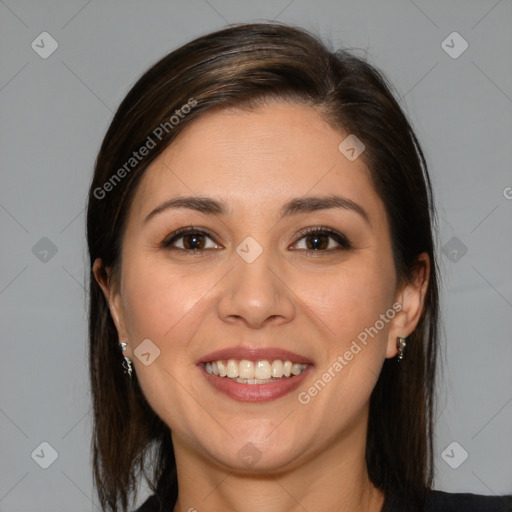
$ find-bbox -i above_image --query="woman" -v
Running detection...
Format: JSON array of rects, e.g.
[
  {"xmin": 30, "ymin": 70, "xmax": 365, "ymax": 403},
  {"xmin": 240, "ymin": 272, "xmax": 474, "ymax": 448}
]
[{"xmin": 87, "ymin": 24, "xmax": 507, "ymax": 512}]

* * *

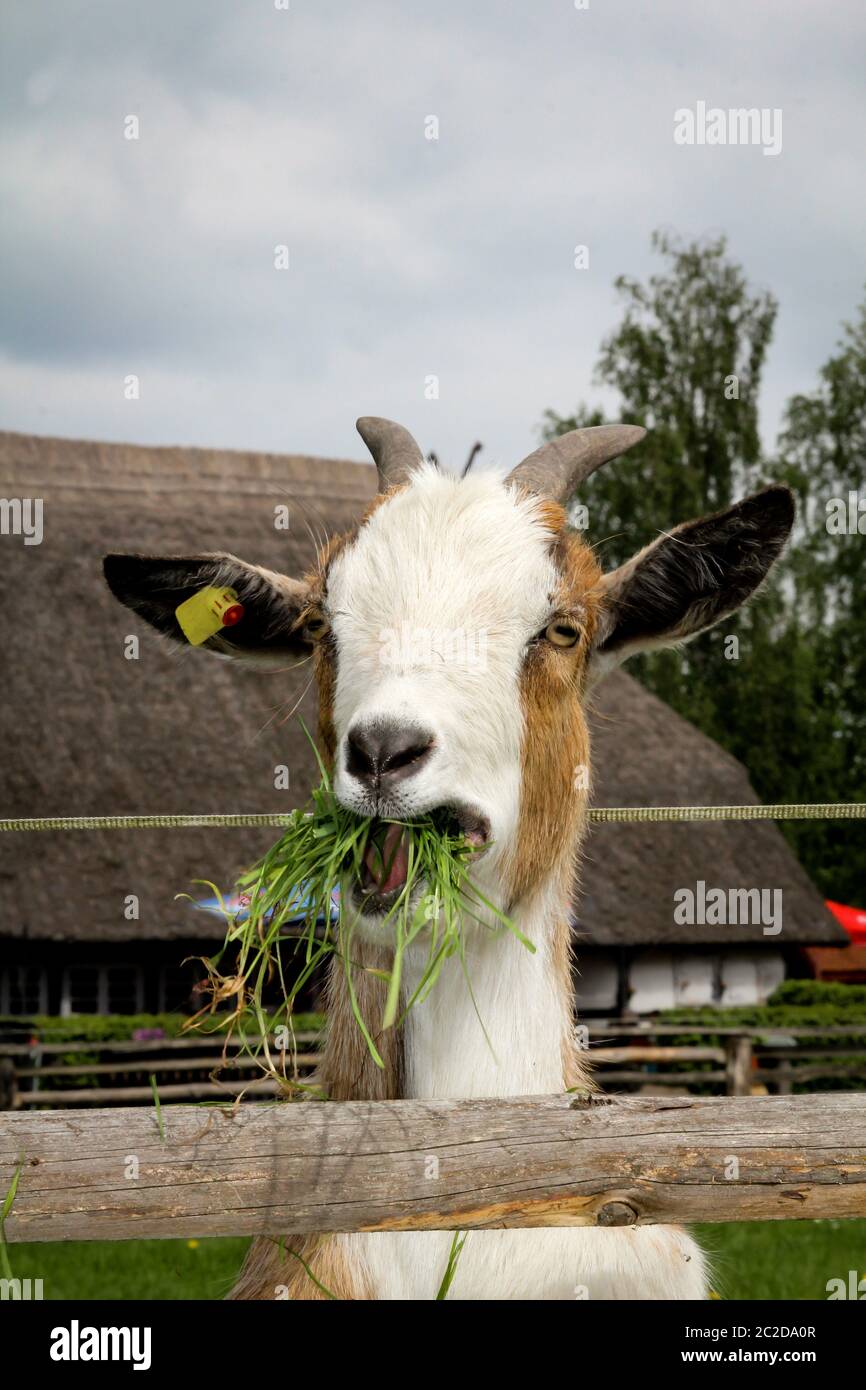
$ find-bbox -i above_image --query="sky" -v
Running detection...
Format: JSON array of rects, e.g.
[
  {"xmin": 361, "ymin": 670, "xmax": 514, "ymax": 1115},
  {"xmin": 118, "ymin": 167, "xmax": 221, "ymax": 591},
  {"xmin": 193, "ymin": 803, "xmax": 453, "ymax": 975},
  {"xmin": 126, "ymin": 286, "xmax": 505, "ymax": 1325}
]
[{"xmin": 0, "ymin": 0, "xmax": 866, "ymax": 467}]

...

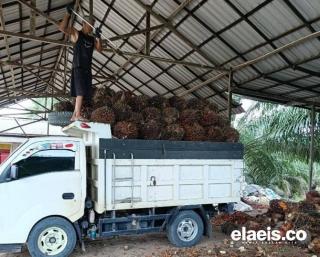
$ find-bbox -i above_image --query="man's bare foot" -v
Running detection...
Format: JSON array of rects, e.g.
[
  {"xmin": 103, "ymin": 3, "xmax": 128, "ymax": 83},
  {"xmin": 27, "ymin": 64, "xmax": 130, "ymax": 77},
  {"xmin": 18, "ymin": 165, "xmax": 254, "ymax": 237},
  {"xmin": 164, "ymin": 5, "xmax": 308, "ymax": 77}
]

▶ **WRITTEN TASK**: Which lines in the records above contain the string "xmax"? Pick out each one and copy it in full.

▶ **OUTPUT OF THE EXERCISE**:
  {"xmin": 30, "ymin": 70, "xmax": 365, "ymax": 403},
  {"xmin": 240, "ymin": 272, "xmax": 474, "ymax": 448}
[{"xmin": 87, "ymin": 24, "xmax": 507, "ymax": 512}]
  {"xmin": 361, "ymin": 670, "xmax": 514, "ymax": 1115},
  {"xmin": 118, "ymin": 167, "xmax": 221, "ymax": 591},
  {"xmin": 193, "ymin": 803, "xmax": 453, "ymax": 975},
  {"xmin": 126, "ymin": 286, "xmax": 505, "ymax": 1325}
[{"xmin": 0, "ymin": 0, "xmax": 866, "ymax": 467}]
  {"xmin": 103, "ymin": 3, "xmax": 128, "ymax": 83},
  {"xmin": 27, "ymin": 64, "xmax": 130, "ymax": 77},
  {"xmin": 18, "ymin": 165, "xmax": 254, "ymax": 237},
  {"xmin": 164, "ymin": 5, "xmax": 308, "ymax": 77}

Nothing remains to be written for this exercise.